* **LIST OF TASKS**
1) Write out, word for word, the part of the text on the 1982 Lebanon invasion that opens with the words containing "History, George, does" and closes with "and water sources.".
2) Pick up the text on the 1982 Lebanon invasion after its final sentence and keep writing it.

* **SELECTED TEXT**
»»
In 1982, following a year without any PLO skirmishes over the Lebanese-Israeli border, Israeli armed forces invaded Lebanon anyway. They created a path of destruction all the way to Beirut and militarily occupied south Lebanon for 18 years before they withdrew, except for retaining Shebaa Farms. In 1982, the New York Times reported “indiscriminate bombing” of Beirut by Israeli planes. At least 20,000 Lebanese civilians lost their lives in that invasion and many more were injured. From that conflict Hezbollah was born, composed of many people whose relatives were casualties in that illegal invasion.
History, George, does not start two weeks or two months ago. You must read about past U.S. Presidents who, at least, sent high-level emissaries to quell similar border fighting. It worked and prisoners were often exchanged.
You are doing and saying nothing about what the rest of the world believes is a hugely disproportionate attack against innocent adults and children in violation of the Geneva Conventions, the UN Charter and other treaties and federal statutes. You’ve sworn to uphold these laws. Do so. Because of the Israeli government’s overwhelming military power, the imbalance of terror against civilians and their property has always been to its advantage. As has its occupation of Palestine and confiscation of land and water sources.
««
* **GIVEN ENTRIES**
»»
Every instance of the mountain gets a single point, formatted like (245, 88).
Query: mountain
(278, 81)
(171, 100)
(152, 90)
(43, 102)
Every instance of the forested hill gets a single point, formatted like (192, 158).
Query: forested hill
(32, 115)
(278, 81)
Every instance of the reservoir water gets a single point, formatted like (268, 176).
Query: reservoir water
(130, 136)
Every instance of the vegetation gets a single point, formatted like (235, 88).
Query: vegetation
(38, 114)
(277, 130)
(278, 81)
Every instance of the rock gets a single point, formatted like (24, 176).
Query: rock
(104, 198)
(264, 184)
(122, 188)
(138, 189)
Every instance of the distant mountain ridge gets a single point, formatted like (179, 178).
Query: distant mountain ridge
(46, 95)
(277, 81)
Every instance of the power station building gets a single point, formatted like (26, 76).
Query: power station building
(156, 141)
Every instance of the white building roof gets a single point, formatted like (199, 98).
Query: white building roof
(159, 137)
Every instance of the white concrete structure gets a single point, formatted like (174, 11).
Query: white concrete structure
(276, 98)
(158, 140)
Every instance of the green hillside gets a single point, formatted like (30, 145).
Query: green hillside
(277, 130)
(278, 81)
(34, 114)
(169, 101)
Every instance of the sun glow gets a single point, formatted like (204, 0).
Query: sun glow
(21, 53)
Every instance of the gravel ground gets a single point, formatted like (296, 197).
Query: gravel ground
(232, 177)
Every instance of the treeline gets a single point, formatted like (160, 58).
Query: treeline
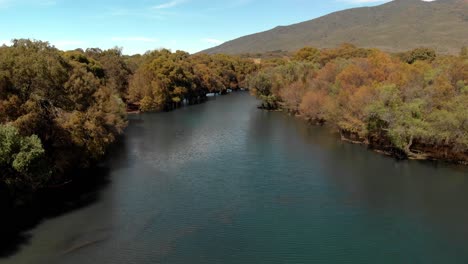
(412, 104)
(166, 80)
(60, 111)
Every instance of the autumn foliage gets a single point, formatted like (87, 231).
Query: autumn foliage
(412, 105)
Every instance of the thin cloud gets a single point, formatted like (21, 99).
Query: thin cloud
(213, 41)
(136, 39)
(67, 44)
(169, 4)
(366, 1)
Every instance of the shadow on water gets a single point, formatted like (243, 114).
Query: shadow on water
(84, 190)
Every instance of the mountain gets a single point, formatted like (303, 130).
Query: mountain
(399, 25)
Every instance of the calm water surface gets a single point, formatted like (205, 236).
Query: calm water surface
(223, 182)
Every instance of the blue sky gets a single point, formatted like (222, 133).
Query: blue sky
(141, 25)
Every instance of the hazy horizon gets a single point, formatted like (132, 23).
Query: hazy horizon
(189, 25)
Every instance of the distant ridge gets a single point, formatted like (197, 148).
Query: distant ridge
(399, 25)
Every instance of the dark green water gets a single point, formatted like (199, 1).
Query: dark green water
(223, 182)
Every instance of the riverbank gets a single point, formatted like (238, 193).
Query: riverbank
(381, 144)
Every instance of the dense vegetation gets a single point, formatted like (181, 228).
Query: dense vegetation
(395, 26)
(166, 80)
(59, 111)
(412, 104)
(56, 110)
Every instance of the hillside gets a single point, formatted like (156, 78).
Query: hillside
(395, 26)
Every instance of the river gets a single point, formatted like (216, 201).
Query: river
(224, 182)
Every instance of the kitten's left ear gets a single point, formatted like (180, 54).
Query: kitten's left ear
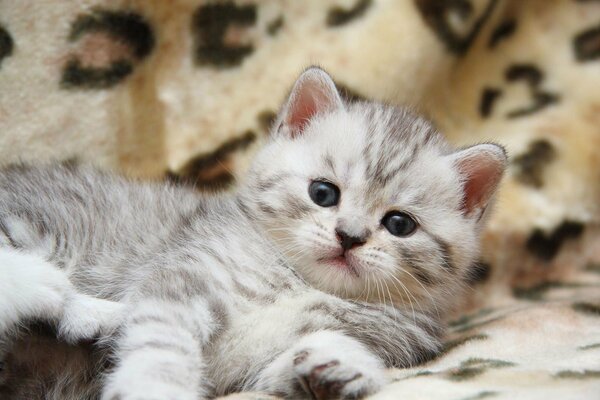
««
* **ANSWERS BY TASK**
1)
History, George, does not start two weeks or two months ago. You must read about past U.S. Presidents who, at least, sent high-level emissaries to quell similar border fighting. It worked and prisoners were often exchanged.
You are doing and saying nothing about what the rest of the world believes is a hugely disproportionate attack against innocent adults and children in violation of the Geneva Conventions, the UN Charter and other treaties and federal statutes. You’ve sworn to uphold these laws. Do so. Because of the Israeli government’s overwhelming military power, the imbalance of terror against civilians and their property has always been to its advantage. As has its occupation of Palestine and confiscation of land and water sources.

2)
4. You can’t take sides and be an honest broker. Just about all our knowledgeable retired military, diplomatic and intelligence officials believe resolving the Israeli-Palestinian conflict is the key to deflating other agitations in the region. Freedom and justice for the Palestinian state and security and stability for the Israeli state must both be achieved.
You have turned your back on the courageous and prominent Israeli peace movement which normally reflects the positions of half of the Israeli population. You’ve never met with any of its leaders — even those in the Knesset or former officials in the military, intelligence and Justice Ministries. Hundreds of reserve combat officers and soldiers of the IDF have refused, in their words, “to fight beyond the 1967 borders to dominate, expel, starve and humiliate an entire population.” They pledged only to fight for Israel’s legitimate defense. (www.seruv.org.il/defaulteng.asp)
5. Once in a while, ask your aides for a sample of Israeli opinion that rejects the notion that there can be a military solution to this conflict, despite the military imbalance. For example, reports and editorials in Haaretz, arguably the most respected newspaper in Israel, would educate your judgment. In a recent editorial, Haaretz argued that the present Israeli government has “lost its reason” through the brutal incarceration, devastation and deprivation of innocent people in Gaza.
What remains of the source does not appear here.